A north wind blew strongly across the giant truck loading doors at the convention center Monday, setting a chill on the 22 extravagant show gardens getting their final trim-and-polish. It’s probably for the best–the cool blast will keep the blooms from opening too early. After all, the Northwest Flower & Garden Show doesn’t start until tomorrow, and you want everything to be fresh.
But the seasonal breeze was appropriate, too. We’re used to chilly gardens around here, aren’t we? Any February garden walk in the maritime Northwest is bound to send your hands to your pockets pretty fast. That is, unless you visit the giant, temporary gardens created high atop the Washington State Convention & Trade Center in downtown Seattle. Once the show is up and the crowds are milling, this garden walk is plenty warm.
The 26th annual show is the best way to shake off the winter doldrums and get ready to get back in the garden. This year’s theme, Art in Bloom, will combine well-loved Northwest artists with the plants, amazing rockery and outdoor rooms that are always in evidence.
I’m looking forward to the Arboretum Foundation’s display, which will feature the work of the incomparable Ginny Ruffner. You can see one of her creations just a few steps from the convention center, at the corner of 7th and
Union. It’s a giant flowerpot with permanent blooms and a watering can that moves. Her glass sculptures will no doubt simultaneously highlight and outshine the plants in the always expertly designed display.
Garden art studios, a recycled greenhouse, and homages to Monet and Darwin are sure to be among many other display highlights.
Besides the gardens, there are three other main areas of focus: the retail marketplace, the greening nonprofit section, and the seminars.
I am proud to be appearing again
on a seminar stage, this time with two friends in a Saturday tag-team talk on growing great edibles. Our 90-minute talk, which starts at 11:30 a.m., is part of the “Gardening 101” series, and I’ll be joined by Willi Galloway and Colin McCrate.

Data items
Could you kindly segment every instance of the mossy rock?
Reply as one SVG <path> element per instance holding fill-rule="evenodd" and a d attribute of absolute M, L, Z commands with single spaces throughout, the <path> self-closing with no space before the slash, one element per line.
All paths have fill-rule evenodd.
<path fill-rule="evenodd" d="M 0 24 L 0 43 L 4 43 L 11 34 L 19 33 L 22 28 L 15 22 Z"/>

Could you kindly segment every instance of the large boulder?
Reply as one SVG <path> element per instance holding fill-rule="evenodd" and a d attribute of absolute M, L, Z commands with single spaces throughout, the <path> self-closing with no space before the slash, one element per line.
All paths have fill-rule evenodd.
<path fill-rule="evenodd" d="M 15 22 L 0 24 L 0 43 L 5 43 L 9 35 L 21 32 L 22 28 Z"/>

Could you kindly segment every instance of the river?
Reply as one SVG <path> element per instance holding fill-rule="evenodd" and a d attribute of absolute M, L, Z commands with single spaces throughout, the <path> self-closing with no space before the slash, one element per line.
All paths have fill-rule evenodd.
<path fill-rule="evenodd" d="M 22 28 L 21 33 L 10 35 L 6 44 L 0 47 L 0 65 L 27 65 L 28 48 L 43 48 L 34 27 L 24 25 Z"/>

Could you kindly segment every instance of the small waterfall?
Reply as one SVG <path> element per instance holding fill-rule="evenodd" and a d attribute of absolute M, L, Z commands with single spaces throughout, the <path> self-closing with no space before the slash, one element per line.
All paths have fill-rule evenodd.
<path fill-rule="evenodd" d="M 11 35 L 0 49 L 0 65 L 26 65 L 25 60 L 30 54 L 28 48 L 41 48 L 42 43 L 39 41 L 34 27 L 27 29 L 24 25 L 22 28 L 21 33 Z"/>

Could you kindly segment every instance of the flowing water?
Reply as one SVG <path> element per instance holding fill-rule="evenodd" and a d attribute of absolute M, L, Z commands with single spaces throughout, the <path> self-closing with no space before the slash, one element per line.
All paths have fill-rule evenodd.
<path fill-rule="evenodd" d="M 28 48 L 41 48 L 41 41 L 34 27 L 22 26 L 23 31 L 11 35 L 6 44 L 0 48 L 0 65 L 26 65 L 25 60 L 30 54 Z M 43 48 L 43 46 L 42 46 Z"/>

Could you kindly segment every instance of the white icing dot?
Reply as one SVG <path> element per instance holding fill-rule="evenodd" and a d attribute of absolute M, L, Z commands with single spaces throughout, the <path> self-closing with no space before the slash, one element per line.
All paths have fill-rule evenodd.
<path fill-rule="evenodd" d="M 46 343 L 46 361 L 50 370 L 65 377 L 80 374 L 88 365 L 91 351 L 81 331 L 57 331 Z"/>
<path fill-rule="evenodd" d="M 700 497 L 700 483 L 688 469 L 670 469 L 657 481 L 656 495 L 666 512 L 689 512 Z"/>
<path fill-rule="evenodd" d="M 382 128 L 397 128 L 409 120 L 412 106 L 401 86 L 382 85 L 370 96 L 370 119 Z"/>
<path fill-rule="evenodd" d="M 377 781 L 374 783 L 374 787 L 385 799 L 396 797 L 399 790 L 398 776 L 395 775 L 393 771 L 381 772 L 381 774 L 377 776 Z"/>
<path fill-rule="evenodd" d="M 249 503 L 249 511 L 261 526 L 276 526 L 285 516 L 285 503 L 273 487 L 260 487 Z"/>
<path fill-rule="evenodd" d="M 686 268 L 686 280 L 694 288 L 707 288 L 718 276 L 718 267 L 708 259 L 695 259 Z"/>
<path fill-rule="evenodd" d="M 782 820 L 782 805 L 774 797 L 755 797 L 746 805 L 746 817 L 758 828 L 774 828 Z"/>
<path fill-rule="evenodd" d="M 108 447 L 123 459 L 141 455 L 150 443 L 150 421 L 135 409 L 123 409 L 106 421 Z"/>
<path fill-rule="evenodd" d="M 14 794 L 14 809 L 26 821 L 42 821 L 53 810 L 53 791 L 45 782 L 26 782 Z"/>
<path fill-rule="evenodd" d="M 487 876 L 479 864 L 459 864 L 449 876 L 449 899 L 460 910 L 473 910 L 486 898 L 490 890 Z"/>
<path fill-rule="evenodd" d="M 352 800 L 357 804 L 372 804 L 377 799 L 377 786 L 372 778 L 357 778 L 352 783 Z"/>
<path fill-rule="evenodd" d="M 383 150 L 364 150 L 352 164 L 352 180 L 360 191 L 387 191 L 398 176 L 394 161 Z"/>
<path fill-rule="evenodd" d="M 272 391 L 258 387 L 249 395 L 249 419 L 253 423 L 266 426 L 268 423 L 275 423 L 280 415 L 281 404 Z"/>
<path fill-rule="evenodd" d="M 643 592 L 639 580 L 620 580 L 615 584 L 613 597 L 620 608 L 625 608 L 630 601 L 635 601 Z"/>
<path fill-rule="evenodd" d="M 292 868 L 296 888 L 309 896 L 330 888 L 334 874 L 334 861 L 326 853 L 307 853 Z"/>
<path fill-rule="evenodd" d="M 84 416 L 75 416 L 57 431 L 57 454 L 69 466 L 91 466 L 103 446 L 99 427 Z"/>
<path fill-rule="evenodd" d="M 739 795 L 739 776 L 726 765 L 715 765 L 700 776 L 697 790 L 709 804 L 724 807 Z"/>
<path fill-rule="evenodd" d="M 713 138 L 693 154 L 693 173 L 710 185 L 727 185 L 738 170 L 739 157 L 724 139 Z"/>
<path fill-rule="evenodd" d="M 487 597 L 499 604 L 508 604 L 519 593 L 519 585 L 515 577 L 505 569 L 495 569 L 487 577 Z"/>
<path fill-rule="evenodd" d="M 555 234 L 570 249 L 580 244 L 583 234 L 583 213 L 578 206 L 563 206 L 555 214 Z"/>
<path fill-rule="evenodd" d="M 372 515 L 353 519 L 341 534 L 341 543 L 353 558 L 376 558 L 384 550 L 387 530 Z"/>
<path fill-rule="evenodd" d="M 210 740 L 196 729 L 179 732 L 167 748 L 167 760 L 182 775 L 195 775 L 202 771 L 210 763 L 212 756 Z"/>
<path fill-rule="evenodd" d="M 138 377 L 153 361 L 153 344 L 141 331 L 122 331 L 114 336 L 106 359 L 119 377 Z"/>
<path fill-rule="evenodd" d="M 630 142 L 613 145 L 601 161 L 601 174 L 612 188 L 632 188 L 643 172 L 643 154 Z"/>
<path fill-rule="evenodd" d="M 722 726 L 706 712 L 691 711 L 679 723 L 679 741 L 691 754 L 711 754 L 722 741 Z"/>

● Exercise details
Write out the whole post about the Northwest Flower & Garden Show, word for word. The entries have nothing to do with this text.

● Expected answer
A north wind blew strongly across the giant truck loading doors at the convention center Monday, setting a chill on the 22 extravagant show gardens getting their final trim-and-polish. It’s probably for the best–the cool blast will keep the blooms from opening too early. After all, the Northwest Flower & Garden Show doesn’t start until tomorrow, and you want everything to be fresh.
But the seasonal breeze was appropriate, too. We’re used to chilly gardens around here, aren’t we? Any February garden walk in the maritime Northwest is bound to send your hands to your pockets pretty fast. That is, unless you visit the giant, temporary gardens created high atop the Washington State Convention & Trade Center in downtown Seattle. Once the show is up and the crowds are milling, this garden walk is plenty warm.
The 26th annual show is the best way to shake off the winter doldrums and get ready to get back in the garden. This year’s theme, Art in Bloom, will combine well-loved Northwest artists with the plants, amazing rockery and outdoor rooms that are always in evidence.
I’m looking forward to the Arboretum Foundation’s display, which will feature the work of the incomparable Ginny Ruffner. You can see one of her creations just a few steps from the convention center, at the corner of 7th and
Union. It’s a giant flowerpot with permanent blooms and a watering can that moves. Her glass sculptures will no doubt simultaneously highlight and outshine the plants in the always expertly designed display.
Garden art studios, a recycled greenhouse, and homages to Monet and Darwin are sure to be among many other display highlights.
Besides the gardens, there are three other main areas of focus: the retail marketplace, the greening nonprofit section, and the seminars.
I am proud to be appearing again
on a seminar stage, this time with two friends in a Saturday tag-team talk on growing great edibles. Our 90-minute talk, which starts at 11:30 a.m., is part of the “Gardening 101” series, and I’ll be joined by Willi Galloway and Colin McCrate.